Each VTable consumer Shard reads row-keys and aggregates from its assigned DeltaEvents partition, and aggregates updates to row-keys into its local store. Shard stores are configured to run regular RocksDB compactions, and a compaction filter is used to enforce view retention policies and the removal of dropped views. As DeltaEvents are mapped to partitions on row-key when written, each shard store will generally hold a non-overlapping and uniformly-sized subset of view rows (with the caveat that changing DeltaEvent partitioning can result in a small amount of overlap, which is not a concern).

VTable Queries

VTable consumer shards surface a gRPC Query API. Queries are defined by:

MaterializedView:

Name of the view to query. In the future, Factable may infer an appropriate view from a named relation to query ("aggregate navigation").

Dimensions:

Dimensions to query from the view. Query results are always returned in sorted order by query dimensions, and only unique rows are returned. View dimensions not included as query dimensions are grouped over.

Where possible, prefer to query dimensions which are a prefix of the view's, as this allows the query executor to best leverage the natural index order. Queries having this property are extremely efficient for the executor to evaluate, up to and including full queries of very large views.

Queries over non-prefix dimensions are allowed, but require that the executor buffer, sort, and re-aggregate query rows before responding. The executor will limit the size of result sets it will return.

Metrics:

Metrics to return with each query row.

Filters:

Dimensions to filter over, and allowed ranges of field values for each dimension (also known as a "predicate").

(Data supplied)

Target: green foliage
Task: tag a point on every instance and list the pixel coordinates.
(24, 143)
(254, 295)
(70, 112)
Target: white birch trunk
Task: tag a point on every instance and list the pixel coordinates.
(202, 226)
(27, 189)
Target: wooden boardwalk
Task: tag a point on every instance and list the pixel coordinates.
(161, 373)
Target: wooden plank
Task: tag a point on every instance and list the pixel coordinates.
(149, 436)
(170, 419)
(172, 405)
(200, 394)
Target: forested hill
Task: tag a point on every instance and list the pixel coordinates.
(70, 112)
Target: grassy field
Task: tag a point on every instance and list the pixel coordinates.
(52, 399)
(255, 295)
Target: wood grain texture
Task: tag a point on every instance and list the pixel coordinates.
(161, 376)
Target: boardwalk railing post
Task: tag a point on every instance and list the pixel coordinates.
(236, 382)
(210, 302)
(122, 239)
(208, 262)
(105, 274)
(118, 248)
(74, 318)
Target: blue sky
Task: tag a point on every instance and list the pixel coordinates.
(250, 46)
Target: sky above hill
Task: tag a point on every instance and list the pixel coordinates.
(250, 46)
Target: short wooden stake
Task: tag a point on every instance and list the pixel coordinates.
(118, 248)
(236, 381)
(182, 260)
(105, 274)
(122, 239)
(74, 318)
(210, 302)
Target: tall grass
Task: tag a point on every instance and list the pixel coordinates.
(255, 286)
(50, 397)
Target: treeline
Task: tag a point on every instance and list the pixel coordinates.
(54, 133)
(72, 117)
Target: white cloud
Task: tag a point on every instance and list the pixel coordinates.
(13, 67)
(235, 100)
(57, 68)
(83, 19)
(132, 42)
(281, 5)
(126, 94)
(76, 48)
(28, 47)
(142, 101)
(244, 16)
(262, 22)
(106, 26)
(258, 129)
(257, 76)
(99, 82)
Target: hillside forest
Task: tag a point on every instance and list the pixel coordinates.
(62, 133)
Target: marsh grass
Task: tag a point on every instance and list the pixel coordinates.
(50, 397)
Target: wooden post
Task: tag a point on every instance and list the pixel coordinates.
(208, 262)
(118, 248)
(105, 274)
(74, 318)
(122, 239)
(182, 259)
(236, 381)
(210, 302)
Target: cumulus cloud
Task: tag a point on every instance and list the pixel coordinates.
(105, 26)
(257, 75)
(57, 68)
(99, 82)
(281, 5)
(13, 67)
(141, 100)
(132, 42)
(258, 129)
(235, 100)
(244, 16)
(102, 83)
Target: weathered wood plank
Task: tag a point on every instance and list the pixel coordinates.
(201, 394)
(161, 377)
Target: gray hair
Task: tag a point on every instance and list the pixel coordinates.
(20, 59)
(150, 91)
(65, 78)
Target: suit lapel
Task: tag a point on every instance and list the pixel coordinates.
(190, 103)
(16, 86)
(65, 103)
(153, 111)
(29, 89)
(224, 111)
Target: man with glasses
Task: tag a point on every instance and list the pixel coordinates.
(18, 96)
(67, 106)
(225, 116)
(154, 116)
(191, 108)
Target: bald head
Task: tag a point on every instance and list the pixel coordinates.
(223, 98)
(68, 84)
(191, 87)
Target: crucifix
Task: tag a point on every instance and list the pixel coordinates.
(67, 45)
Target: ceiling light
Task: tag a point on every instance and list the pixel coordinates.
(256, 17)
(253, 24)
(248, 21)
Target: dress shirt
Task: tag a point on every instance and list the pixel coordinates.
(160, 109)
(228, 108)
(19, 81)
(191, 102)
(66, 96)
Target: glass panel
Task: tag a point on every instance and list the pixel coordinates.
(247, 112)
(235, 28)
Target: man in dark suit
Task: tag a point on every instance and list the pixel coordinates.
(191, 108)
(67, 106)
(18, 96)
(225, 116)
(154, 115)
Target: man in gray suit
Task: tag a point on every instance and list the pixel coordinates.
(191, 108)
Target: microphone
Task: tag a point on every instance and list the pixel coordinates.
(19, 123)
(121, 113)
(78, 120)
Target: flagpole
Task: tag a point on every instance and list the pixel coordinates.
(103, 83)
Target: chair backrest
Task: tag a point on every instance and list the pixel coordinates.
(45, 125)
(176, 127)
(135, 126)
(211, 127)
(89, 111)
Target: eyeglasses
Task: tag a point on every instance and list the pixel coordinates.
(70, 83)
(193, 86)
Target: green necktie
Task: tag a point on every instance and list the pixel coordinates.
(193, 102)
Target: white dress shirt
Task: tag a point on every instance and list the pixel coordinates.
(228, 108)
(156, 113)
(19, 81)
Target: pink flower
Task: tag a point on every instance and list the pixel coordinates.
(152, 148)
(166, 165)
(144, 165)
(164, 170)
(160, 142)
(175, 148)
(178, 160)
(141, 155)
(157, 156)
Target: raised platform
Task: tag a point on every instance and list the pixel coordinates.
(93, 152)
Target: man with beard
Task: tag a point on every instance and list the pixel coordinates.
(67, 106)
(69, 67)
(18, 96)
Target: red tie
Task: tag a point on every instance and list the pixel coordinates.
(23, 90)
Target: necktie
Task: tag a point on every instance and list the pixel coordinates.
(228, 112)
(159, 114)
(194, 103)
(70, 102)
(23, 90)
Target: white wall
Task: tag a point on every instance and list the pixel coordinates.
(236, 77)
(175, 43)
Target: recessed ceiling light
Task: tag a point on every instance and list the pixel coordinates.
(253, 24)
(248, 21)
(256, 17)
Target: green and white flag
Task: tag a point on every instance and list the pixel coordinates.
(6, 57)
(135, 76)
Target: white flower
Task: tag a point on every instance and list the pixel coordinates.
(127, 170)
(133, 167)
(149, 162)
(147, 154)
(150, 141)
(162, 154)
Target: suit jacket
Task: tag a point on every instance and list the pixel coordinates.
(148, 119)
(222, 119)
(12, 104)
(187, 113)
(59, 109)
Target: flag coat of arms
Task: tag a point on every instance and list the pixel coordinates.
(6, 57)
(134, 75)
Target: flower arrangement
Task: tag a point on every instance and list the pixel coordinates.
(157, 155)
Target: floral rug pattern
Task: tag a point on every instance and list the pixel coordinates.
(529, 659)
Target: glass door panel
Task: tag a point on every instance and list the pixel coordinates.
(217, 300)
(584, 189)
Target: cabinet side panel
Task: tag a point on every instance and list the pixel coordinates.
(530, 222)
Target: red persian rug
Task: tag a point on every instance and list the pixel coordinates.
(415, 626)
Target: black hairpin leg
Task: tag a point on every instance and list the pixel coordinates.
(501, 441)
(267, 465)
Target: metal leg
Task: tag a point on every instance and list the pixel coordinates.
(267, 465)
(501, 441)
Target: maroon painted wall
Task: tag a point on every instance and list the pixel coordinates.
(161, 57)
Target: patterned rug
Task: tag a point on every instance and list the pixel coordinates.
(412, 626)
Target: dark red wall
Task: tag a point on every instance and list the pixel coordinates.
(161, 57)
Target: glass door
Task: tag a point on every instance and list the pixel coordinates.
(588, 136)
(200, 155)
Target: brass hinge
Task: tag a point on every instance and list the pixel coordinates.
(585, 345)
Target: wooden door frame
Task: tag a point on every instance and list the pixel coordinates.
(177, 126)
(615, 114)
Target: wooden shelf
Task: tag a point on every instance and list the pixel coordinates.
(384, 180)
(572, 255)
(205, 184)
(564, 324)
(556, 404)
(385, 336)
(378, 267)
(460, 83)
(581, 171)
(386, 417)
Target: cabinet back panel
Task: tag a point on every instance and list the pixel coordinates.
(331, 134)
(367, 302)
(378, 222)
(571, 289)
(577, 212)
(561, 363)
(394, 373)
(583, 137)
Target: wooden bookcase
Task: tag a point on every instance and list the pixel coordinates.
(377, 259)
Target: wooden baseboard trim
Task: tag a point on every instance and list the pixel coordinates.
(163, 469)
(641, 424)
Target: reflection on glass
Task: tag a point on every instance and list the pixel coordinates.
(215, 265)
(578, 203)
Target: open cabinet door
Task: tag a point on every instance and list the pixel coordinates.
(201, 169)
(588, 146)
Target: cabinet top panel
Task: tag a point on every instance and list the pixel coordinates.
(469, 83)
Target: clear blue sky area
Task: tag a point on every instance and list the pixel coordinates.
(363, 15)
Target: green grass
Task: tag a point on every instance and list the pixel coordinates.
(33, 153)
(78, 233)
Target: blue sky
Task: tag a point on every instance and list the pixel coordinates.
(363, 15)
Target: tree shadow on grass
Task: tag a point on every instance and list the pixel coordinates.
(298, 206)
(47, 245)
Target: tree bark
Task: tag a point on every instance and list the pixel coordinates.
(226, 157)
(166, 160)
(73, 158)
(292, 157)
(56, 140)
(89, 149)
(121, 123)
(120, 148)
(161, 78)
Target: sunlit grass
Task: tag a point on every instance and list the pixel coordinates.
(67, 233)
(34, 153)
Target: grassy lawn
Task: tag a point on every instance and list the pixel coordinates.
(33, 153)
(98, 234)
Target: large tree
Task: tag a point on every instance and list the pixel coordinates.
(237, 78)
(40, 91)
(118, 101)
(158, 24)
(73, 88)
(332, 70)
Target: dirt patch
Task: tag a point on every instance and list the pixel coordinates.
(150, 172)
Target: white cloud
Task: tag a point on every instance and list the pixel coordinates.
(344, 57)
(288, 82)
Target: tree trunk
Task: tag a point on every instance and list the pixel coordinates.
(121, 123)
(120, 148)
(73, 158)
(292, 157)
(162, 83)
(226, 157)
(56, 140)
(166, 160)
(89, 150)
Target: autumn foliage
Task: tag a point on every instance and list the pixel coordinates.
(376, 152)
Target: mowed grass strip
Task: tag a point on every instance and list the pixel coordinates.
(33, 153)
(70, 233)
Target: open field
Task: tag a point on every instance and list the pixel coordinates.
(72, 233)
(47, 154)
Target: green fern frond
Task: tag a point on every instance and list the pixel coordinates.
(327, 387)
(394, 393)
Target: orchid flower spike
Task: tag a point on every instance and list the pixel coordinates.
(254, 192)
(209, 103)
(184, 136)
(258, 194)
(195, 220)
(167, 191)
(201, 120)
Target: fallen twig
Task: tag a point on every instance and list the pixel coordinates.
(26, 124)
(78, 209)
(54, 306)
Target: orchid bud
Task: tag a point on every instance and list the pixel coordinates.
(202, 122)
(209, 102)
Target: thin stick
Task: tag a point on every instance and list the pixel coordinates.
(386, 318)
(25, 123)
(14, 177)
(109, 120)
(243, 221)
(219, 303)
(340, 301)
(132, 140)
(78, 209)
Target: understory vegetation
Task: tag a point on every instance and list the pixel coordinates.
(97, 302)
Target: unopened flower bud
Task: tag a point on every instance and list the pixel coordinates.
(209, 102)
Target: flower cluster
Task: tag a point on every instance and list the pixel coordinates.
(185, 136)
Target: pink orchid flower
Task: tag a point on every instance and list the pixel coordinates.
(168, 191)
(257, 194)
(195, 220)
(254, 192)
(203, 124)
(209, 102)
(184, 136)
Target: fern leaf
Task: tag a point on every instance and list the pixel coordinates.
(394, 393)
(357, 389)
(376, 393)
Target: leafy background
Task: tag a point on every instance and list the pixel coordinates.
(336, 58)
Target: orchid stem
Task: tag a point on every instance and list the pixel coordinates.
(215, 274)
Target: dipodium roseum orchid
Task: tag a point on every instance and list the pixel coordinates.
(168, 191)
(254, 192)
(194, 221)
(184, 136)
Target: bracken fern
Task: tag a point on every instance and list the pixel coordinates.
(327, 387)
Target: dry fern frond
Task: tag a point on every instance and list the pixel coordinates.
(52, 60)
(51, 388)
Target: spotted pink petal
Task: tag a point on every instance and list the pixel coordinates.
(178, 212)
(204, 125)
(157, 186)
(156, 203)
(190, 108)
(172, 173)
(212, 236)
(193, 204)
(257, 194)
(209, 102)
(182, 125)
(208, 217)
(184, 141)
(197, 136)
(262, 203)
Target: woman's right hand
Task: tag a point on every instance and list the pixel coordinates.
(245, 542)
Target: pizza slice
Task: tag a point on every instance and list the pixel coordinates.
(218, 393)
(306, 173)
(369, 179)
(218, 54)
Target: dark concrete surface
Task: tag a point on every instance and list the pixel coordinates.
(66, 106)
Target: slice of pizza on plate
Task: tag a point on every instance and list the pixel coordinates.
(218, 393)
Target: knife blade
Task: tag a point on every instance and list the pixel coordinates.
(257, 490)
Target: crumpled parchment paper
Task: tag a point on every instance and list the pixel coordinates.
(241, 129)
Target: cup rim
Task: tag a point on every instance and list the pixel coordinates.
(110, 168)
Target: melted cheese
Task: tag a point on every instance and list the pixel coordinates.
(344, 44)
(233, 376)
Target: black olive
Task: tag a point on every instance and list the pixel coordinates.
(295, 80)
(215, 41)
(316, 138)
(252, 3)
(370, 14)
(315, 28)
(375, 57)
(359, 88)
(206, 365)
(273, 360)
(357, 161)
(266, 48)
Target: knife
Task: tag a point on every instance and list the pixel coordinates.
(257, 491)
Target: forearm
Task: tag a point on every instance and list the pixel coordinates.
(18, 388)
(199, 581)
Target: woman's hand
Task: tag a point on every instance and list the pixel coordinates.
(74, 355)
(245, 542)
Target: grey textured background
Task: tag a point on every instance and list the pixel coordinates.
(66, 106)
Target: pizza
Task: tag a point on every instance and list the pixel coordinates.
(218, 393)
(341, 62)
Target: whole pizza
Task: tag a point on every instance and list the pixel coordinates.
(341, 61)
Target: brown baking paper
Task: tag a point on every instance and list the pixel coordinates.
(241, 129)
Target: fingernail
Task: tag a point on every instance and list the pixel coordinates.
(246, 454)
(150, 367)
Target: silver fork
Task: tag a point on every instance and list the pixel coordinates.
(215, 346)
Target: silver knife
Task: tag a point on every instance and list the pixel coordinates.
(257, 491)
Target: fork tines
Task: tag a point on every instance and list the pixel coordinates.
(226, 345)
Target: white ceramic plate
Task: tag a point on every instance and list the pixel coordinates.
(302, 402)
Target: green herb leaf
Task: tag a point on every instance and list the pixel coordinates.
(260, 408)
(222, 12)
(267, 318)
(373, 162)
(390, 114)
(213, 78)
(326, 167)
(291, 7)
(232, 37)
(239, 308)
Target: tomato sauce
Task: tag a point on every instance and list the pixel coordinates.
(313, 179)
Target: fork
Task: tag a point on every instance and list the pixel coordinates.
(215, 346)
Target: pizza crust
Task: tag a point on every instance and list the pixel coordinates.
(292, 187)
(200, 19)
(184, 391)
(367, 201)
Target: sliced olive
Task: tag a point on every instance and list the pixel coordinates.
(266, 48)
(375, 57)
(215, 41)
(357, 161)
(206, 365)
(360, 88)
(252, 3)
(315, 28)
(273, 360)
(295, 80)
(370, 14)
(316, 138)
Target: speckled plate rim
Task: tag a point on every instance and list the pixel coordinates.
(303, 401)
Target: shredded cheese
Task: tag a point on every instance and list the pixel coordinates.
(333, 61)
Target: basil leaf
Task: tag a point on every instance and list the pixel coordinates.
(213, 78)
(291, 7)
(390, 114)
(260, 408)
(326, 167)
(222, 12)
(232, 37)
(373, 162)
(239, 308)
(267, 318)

(What to do)
1) Answer these questions using the VTable passage:
(a) What does the compaction filter in each shard store enforce?
(b) In what order are query results returned?
(c) What other name does the VTable passage give for the allowed ranges of field values for each dimension?
2) According to the VTable passage, why should a query prefer dimensions that are a prefix of the view's dimensions? Answer in one to three sentences.
3) Continue the VTable passage past its final line, carrying on the account of how queries are defined.

(Per-task answers)
1)
(a) View retention policies and the removal of dropped views.
(b) In sorted order by query dimensions.
(c) A "predicate".

2) Querying a prefix of the view's dimensions lets the query executor best leverage the natural index order. Such queries are extremely efficient to evaluate, even full queries of very large views. Non-prefix queries instead require the executor to buffer, sort, and re-aggregate rows before responding.

3)
The query executor scans the view using a RocksDB iterator, and filters are used to "seek" the iterator forward to the next admissible view key given filter constraints.

WHere possible, use filters and prefer to filter over leading dimensions of the view. This allows the query executor to efficiently skip large portions of the view, reducing disk IO and compute requirements.

As each shard store holds disjoint subsets of the view, VTables serve queries using a distributed scatter/gather strategy. The VTable instance which receives the query coordinates its execution, by first scattering it to all VTable shards. Each shard independently executes the query, applying filter predicates and grouping to the requested query dimensions and metrics, and streams ordered query rows back to the coordinator. The coordinator then merges the results of each shard into final query results. Coordinator merges need only preserve the sorted ordering produced by each shard, and it can efficiently stream the result set to the client as the query is evaluated by shards.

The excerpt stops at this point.